• _STATED GOAL_
Please render the lines, starting with the line containing "the dog's ear" and going on through the end of the entries, as a Markdown table with the columns Row and Line. Put a row number in Row, put the line itself in Line, and leave out blank lines.

▬▬▬▬▬▬▬▬▬▬

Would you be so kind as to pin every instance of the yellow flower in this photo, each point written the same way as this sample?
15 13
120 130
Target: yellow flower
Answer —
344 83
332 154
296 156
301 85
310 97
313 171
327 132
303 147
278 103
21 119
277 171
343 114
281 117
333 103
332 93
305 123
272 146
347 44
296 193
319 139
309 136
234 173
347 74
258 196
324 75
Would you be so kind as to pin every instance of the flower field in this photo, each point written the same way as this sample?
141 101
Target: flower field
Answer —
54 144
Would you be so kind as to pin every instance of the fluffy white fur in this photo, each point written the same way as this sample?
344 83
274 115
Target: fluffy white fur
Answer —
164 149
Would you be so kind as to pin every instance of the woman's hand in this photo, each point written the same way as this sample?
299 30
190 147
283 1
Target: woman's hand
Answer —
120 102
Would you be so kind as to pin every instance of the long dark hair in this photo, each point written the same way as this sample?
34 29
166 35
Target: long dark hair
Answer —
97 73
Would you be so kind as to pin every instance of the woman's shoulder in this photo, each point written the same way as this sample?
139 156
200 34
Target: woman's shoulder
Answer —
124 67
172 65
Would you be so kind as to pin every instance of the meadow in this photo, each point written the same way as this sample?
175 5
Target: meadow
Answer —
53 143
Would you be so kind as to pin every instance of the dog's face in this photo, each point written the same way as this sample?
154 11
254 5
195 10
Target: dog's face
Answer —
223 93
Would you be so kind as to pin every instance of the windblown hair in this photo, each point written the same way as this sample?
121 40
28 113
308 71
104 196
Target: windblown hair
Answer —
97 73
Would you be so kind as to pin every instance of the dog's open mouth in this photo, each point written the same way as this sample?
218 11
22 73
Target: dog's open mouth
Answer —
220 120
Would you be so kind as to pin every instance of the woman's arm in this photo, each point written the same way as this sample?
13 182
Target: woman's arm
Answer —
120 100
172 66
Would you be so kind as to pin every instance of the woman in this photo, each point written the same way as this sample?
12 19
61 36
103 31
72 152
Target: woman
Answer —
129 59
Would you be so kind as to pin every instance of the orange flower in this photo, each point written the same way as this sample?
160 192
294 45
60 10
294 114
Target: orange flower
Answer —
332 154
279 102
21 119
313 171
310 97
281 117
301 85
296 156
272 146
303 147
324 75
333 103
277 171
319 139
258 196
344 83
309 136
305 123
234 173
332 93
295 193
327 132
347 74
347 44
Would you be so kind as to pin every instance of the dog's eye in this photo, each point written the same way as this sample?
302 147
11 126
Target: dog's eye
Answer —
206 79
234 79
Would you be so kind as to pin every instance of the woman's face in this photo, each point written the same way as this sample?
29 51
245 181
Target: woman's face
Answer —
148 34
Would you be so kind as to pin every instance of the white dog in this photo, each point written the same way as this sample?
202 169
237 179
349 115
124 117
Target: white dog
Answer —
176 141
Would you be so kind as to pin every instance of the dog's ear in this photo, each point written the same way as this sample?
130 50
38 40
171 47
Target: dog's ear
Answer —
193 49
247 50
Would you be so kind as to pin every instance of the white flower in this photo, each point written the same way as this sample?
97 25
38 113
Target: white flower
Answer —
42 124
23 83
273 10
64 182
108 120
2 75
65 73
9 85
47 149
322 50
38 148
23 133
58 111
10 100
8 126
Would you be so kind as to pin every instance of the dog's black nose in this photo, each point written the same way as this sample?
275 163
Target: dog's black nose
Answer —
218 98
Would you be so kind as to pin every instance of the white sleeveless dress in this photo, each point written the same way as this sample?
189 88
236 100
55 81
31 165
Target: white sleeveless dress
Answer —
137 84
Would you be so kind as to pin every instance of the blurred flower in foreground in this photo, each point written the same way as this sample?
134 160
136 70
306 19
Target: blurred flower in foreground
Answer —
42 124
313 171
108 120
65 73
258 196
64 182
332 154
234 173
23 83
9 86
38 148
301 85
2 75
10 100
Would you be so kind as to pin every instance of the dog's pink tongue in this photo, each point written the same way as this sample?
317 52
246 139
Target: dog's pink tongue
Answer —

▬▬▬▬▬▬▬▬▬▬

• _RESPONSE TO THIS EXERCISE_
| Row | Line |
|---|---|
| 1 | Would you be so kind as to pin every instance of the dog's ear in this photo, each point written the same way as this sample? |
| 2 | 130 50 |
| 3 | 38 40 |
| 4 | 171 47 |
| 5 | Target: dog's ear |
| 6 | Answer — |
| 7 | 193 49 |
| 8 | 247 50 |
| 9 | Would you be so kind as to pin every instance of the white flower in this photo, each point written the same way as this sample? |
| 10 | 97 25 |
| 11 | 38 113 |
| 12 | Target: white flower |
| 13 | Answer — |
| 14 | 42 124 |
| 15 | 23 83 |
| 16 | 273 10 |
| 17 | 64 182 |
| 18 | 108 120 |
| 19 | 2 75 |
| 20 | 65 73 |
| 21 | 9 85 |
| 22 | 47 149 |
| 23 | 322 50 |
| 24 | 38 148 |
| 25 | 23 133 |
| 26 | 58 111 |
| 27 | 10 100 |
| 28 | 8 126 |
| 29 | Would you be so kind as to pin every instance of the dog's black nose in this photo, each point written the same way as this sample? |
| 30 | 275 163 |
| 31 | Target: dog's black nose |
| 32 | Answer — |
| 33 | 218 98 |
| 34 | Would you be so kind as to pin every instance of the white sleeveless dress in this photo, each point written the same way as this sample? |
| 35 | 189 88 |
| 36 | 236 100 |
| 37 | 55 81 |
| 38 | 31 165 |
| 39 | Target: white sleeveless dress |
| 40 | Answer — |
| 41 | 137 84 |
| 42 | Would you be so kind as to pin every instance of the blurred flower in foreground in this photo, each point written the same way as this sample? |
| 43 | 134 160 |
| 44 | 136 70 |
| 45 | 306 19 |
| 46 | Target: blurred flower in foreground |
| 47 | Answer — |
| 48 | 42 124 |
| 49 | 313 171 |
| 50 | 108 120 |
| 51 | 65 73 |
| 52 | 258 196 |
| 53 | 64 182 |
| 54 | 332 154 |
| 55 | 234 173 |
| 56 | 23 83 |
| 57 | 9 86 |
| 58 | 38 148 |
| 59 | 301 85 |
| 60 | 2 75 |
| 61 | 10 100 |
| 62 | Would you be so kind as to pin every instance of the dog's pink tongue in this photo, each point written the same way as this sample? |
| 63 | 317 52 |
| 64 | 246 139 |
| 65 | Target: dog's pink tongue |
| 66 | Answer — |